Chérin, généalogiste des ordres du Roi, commence ainsi son rapport sur la demande présentée par la famille de Becdelièvre pour être admise aux honneurs de la Cour :
« Cette famille a pour auteur Guillaume de Becdelièvre, de la ville de Lohéac, en Bretagne, secrétaire en 1426 de Jean V, duc de Bretagne, lequel fut anobli par lettres de ce prince du 12 juillet 1442. »

Le petit-fils de Guillaume, Raoul de Becdelièvre, seigneur du Bouëxic, a été  ambassadeur de la duchesse Anne de Bretagne auprès de Charles VIII en 1489 puis auprès de Maximilien d'Autriche. Son fils Etienne était lieutenant de la ville de Rennes sous François Ier et Henri II.


La famille bretonne de Becdelièvre a fourni, du XVe au XIXe siècle, de nombreux militaires et magistrats: mestres de camp, brigadiers de cavalerie, conseillers d'état d'épée, gentilshommes de la chambre des rois, chevaliers de Malte, présidents au parlement de Bretagne, premiers présidents de la chambre des comptes, etc. 

Une branche cadette, marquis de Quevilly, est fondée au début du XVIe siècle par René de Becdelièvre (photo). On trouve parmi ses représentants un podestat d'Alexandrie, un premier-président au parlement de Normandie et un autre à la cour des aides de la même province.

(Entrées d'étiquetage de formes sur images)
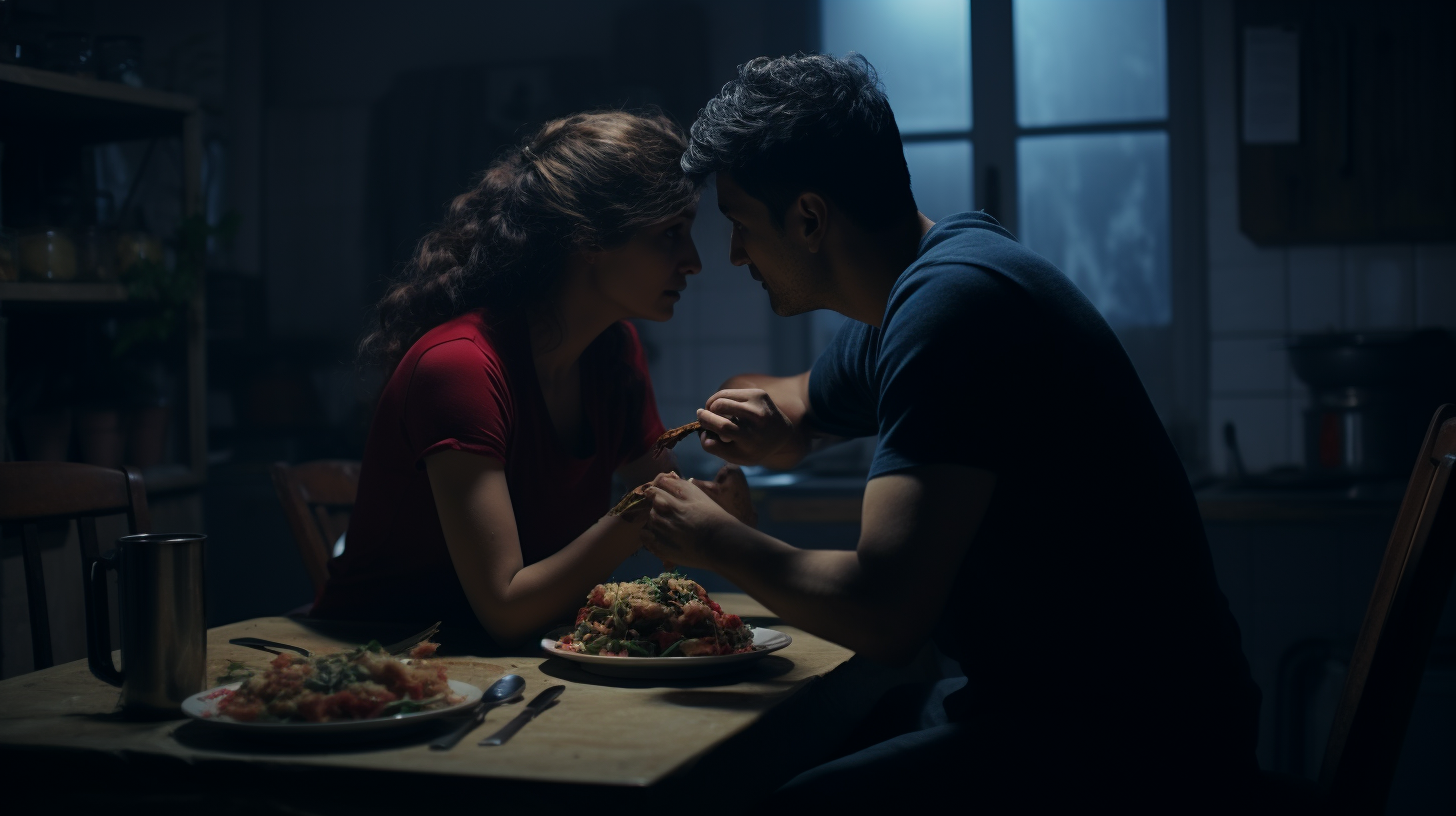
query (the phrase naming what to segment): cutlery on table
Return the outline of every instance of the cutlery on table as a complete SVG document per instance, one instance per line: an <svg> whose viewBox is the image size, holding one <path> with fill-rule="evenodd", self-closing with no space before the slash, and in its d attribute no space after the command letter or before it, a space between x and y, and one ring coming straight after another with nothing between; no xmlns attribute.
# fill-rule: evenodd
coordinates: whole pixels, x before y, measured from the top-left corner
<svg viewBox="0 0 1456 816"><path fill-rule="evenodd" d="M403 654L403 653L409 651L411 648L415 648L416 646L419 646L419 644L425 643L427 640L435 637L435 632L438 632L438 631L440 631L440 621L435 621L434 624L430 624L430 627L427 627L425 631L415 632L415 634L409 635L408 638L405 638L405 640L402 640L399 643L392 643L392 644L386 646L384 647L384 654Z"/></svg>
<svg viewBox="0 0 1456 816"><path fill-rule="evenodd" d="M384 647L384 653L386 654L403 654L403 653L409 651L411 648L415 648L421 643L430 640L438 631L440 631L440 621L435 621L427 629L424 629L421 632L415 632L415 634L409 635L408 638L405 638L405 640L402 640L399 643L392 643L392 644L386 646ZM272 651L275 648L287 648L288 651L297 651L298 654L301 654L304 657L312 656L312 653L307 648L301 647L301 646L290 646L287 643L278 643L278 641L264 640L264 638L233 638L233 640L230 640L227 643L230 643L233 646L246 646L249 648L261 648L264 651ZM277 654L277 651L274 651L274 654Z"/></svg>
<svg viewBox="0 0 1456 816"><path fill-rule="evenodd" d="M549 689L536 695L536 699L526 704L526 711L515 715L514 720L501 727L499 731L485 737L479 745L505 745L505 740L515 736L515 731L521 730L526 723L536 718L537 714L546 711L556 704L556 698L561 692L566 691L566 686L550 686Z"/></svg>
<svg viewBox="0 0 1456 816"><path fill-rule="evenodd" d="M246 646L249 648L261 648L264 651L272 651L275 648L285 648L288 651L297 651L298 654L301 654L304 657L309 657L312 654L307 648L304 648L301 646L288 646L287 643L278 643L278 641L274 641L274 640L264 640L264 638L233 638L233 640L230 640L227 643L230 643L233 646ZM274 654L277 654L277 651L274 651Z"/></svg>
<svg viewBox="0 0 1456 816"><path fill-rule="evenodd" d="M485 721L485 713L502 705L505 702L515 702L521 698L521 689L526 688L526 680L520 675L505 675L499 680L491 683L491 688L485 689L480 695L480 702L470 710L460 726L450 731L448 734L441 734L438 739L430 743L434 750L450 750L457 742L464 739L464 736L480 726Z"/></svg>

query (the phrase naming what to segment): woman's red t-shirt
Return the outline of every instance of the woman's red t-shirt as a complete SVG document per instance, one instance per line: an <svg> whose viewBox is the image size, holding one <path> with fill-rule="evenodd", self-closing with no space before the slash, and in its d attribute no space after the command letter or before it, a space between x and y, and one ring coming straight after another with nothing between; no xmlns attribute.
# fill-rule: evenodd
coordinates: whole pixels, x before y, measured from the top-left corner
<svg viewBox="0 0 1456 816"><path fill-rule="evenodd" d="M521 555L534 564L610 507L612 474L662 433L642 342L622 322L581 357L593 453L565 450L546 411L524 328L470 312L435 326L395 369L374 412L344 555L313 606L351 621L473 621L446 549L425 458L440 450L505 465Z"/></svg>

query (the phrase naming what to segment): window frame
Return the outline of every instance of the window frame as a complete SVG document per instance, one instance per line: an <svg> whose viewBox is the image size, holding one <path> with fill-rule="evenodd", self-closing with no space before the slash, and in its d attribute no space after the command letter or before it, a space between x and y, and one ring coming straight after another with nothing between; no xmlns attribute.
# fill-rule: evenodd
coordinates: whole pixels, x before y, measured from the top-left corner
<svg viewBox="0 0 1456 816"><path fill-rule="evenodd" d="M833 0L821 0L821 3ZM1147 382L1184 466L1192 476L1208 472L1208 297L1207 220L1204 198L1203 34L1200 4L1165 0L1168 26L1168 115L1163 119L1083 125L1021 127L1016 119L1016 61L1012 0L967 0L971 23L971 128L901 134L906 144L968 140L973 205L1019 235L1016 143L1024 136L1096 134L1162 130L1168 133L1169 284L1172 322L1162 331L1120 329L1118 337L1140 374L1147 356L1160 360L1160 379ZM823 7L811 29L823 50ZM788 369L814 363L814 329L808 315L785 323L776 344ZM804 366L794 364L802 360Z"/></svg>

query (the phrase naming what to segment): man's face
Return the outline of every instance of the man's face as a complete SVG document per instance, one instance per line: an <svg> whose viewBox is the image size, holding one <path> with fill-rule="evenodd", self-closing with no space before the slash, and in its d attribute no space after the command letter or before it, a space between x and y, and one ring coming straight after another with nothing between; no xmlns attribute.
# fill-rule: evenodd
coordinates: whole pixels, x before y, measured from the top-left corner
<svg viewBox="0 0 1456 816"><path fill-rule="evenodd" d="M775 226L767 204L748 195L727 172L718 173L718 208L732 223L728 261L748 267L753 280L767 290L773 313L788 318L824 307L815 286L821 277L815 256L794 240L794 219Z"/></svg>

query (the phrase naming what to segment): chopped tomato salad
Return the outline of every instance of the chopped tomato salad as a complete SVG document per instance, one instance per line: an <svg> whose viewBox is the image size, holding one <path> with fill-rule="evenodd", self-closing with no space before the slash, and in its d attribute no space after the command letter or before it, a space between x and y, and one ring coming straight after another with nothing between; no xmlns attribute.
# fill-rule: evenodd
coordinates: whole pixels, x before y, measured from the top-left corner
<svg viewBox="0 0 1456 816"><path fill-rule="evenodd" d="M434 654L425 646L411 654ZM329 723L411 714L463 699L450 691L444 666L406 664L370 643L322 657L280 654L266 672L218 702L217 713L245 723Z"/></svg>
<svg viewBox="0 0 1456 816"><path fill-rule="evenodd" d="M556 648L612 657L702 657L753 651L753 627L722 611L697 581L662 573L597 584Z"/></svg>

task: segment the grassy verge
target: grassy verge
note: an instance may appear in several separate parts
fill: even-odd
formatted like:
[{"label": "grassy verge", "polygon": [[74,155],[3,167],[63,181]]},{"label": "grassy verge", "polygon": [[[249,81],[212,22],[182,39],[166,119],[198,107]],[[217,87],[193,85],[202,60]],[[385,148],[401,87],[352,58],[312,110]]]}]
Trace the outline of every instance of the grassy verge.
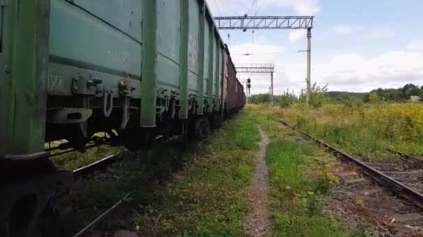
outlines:
[{"label": "grassy verge", "polygon": [[335,218],[322,214],[324,200],[337,178],[330,171],[335,158],[279,126],[278,116],[255,109],[254,119],[269,134],[266,159],[271,182],[275,236],[360,236]]},{"label": "grassy verge", "polygon": [[[255,125],[241,112],[188,151],[175,142],[134,154],[106,175],[78,184],[81,219],[86,223],[127,192],[141,189],[127,212],[128,229],[138,225],[143,236],[244,235],[258,140]],[[168,180],[175,168],[183,171]]]},{"label": "grassy verge", "polygon": [[312,135],[349,153],[374,161],[395,161],[385,149],[423,155],[423,105],[378,103],[347,106],[326,104],[309,109],[301,105],[266,109]]},{"label": "grassy verge", "polygon": [[244,235],[258,139],[255,124],[241,112],[197,146],[186,172],[159,190],[135,222],[152,236]]}]

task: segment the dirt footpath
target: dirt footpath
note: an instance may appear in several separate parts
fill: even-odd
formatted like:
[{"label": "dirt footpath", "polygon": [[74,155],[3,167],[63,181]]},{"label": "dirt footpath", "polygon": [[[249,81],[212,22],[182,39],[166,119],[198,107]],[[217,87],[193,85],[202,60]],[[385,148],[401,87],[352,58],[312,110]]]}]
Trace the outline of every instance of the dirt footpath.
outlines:
[{"label": "dirt footpath", "polygon": [[250,236],[268,236],[272,232],[269,212],[270,184],[265,160],[269,139],[258,125],[257,129],[261,139],[259,151],[255,157],[255,169],[248,188],[248,200],[252,210],[246,219],[245,230]]}]

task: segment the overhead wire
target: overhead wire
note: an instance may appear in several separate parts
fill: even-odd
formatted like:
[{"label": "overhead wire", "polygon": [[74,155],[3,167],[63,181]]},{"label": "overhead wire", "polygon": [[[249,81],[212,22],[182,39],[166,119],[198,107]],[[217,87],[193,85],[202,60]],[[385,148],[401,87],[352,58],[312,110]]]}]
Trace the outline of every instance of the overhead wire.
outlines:
[{"label": "overhead wire", "polygon": [[221,9],[219,8],[219,3],[218,3],[217,0],[214,0],[214,3],[216,4],[216,6],[217,7],[217,12],[219,13],[219,17],[221,17],[222,14],[221,13]]}]

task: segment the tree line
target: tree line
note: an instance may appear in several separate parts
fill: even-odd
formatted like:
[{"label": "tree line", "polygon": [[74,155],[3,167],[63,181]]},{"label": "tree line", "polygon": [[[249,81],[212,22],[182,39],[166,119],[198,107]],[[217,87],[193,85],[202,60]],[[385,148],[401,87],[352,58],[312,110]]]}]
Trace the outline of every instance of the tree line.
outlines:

## Objectif de l'exercice
Relevez tous les princes et souverains nommés dans le texte sur la famille de Becdelièvre. Les entrées ne jouent aucun rôle dans ce travail.

## Réponse complète
Jean V, duc de Bretagne ; la duchesse Anne de Bretagne ; Charles VIII ; Maximilien d'Autriche ; François Ier ; Henri II.